[Problem statement]
Copy the drug delivery text word for word, starting at "Before you read" and ending at "they ask for!)".

[Source passage]
Chemguide: Support for CIE A level Chemistry


Learning outcome 11.3(b)

This statement is about drug delivery - getting medicinal drugs to where they are needed in the body.

Before you go on, you should find and read the statement in your copy of the syllabus.


Background

There is much better evidence for what CIE expect in this topic than in the previous one about the design of drugs. Up to the time of writing (August 2013), this had been asked four times - either as a full question or a major part of a question.

Giving drugs by mouth or by injection

There are various reasons why it can be better to inject drugs directly into the blood rather than take them by mouth. You get a faster response, the patient doesn't have to be conscious, and you can use smaller doses.

The reason for the use of smaller doses is that the drug doesn't have to find its way through hostile environments such as the acidity of the stomach before it can be absorbed into the blood. Damage to the drug molecules at very low pH is the main reason why it is better to give some drugs by injection.

There are two common groups occurring in drugs which are hydrolysed under acidic conditions - esters and amides.

It is important that you can recognise these groups in a skeletal structure for a drug. You could expect to be asked to circle two different groups in a drug molecule which could be hydrolysed in the digestive system.

One of those drugs was Taxol, and I will use that as an example because I already have a suitable diagram.

Taxol has one amide group and four ester groups. Remember that amide and ester groups look like this:

Before you read on, find them in the Taxol structure:

Although CIE actually asked you to draw a circle around each sort of group, in their mark scheme they actually showed particular bonds being circled. They did, though, say that whole groups being circled was allowable.

To my way of thinking, if a questions asks you to circle a group, then that is exactly what you should do - otherwise you aren't answering the question, and risk losing marks. It is actually easier to identify and circle the group anyway, because you don't have to worry about exactly which bond in the group is being broken.

(Update August 2013: A more recent question asked you to circle bonds. Read the question carefully, and give them exactly what they ask for!)

[Available data]
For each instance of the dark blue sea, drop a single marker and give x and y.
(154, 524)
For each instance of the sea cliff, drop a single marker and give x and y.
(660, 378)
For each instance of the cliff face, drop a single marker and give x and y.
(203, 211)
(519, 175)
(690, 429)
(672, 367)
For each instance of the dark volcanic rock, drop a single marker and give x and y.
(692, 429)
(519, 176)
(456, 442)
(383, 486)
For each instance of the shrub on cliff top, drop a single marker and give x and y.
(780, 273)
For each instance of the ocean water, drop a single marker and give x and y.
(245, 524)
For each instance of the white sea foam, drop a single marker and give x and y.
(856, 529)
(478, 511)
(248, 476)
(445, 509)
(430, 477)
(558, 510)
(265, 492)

[Expected output]
Before you read on, find them in the Taxol structure:

Although CIE actually asked you to draw a circle around each sort of group, in their mark scheme they actually showed particular bonds being circled. They did, though, say that whole groups being circled was allowable.

To my way of thinking, if a questions asks you to circle a group, then that is exactly what you should do - otherwise you aren't answering the question, and risk losing marks. It is actually easier to identify and circle the group anyway, because you don't have to worry about exactly which bond in the group is being broken.

(Update August 2013: A more recent question asked you to circle bonds. Read the question carefully, and give them exactly what they ask for!)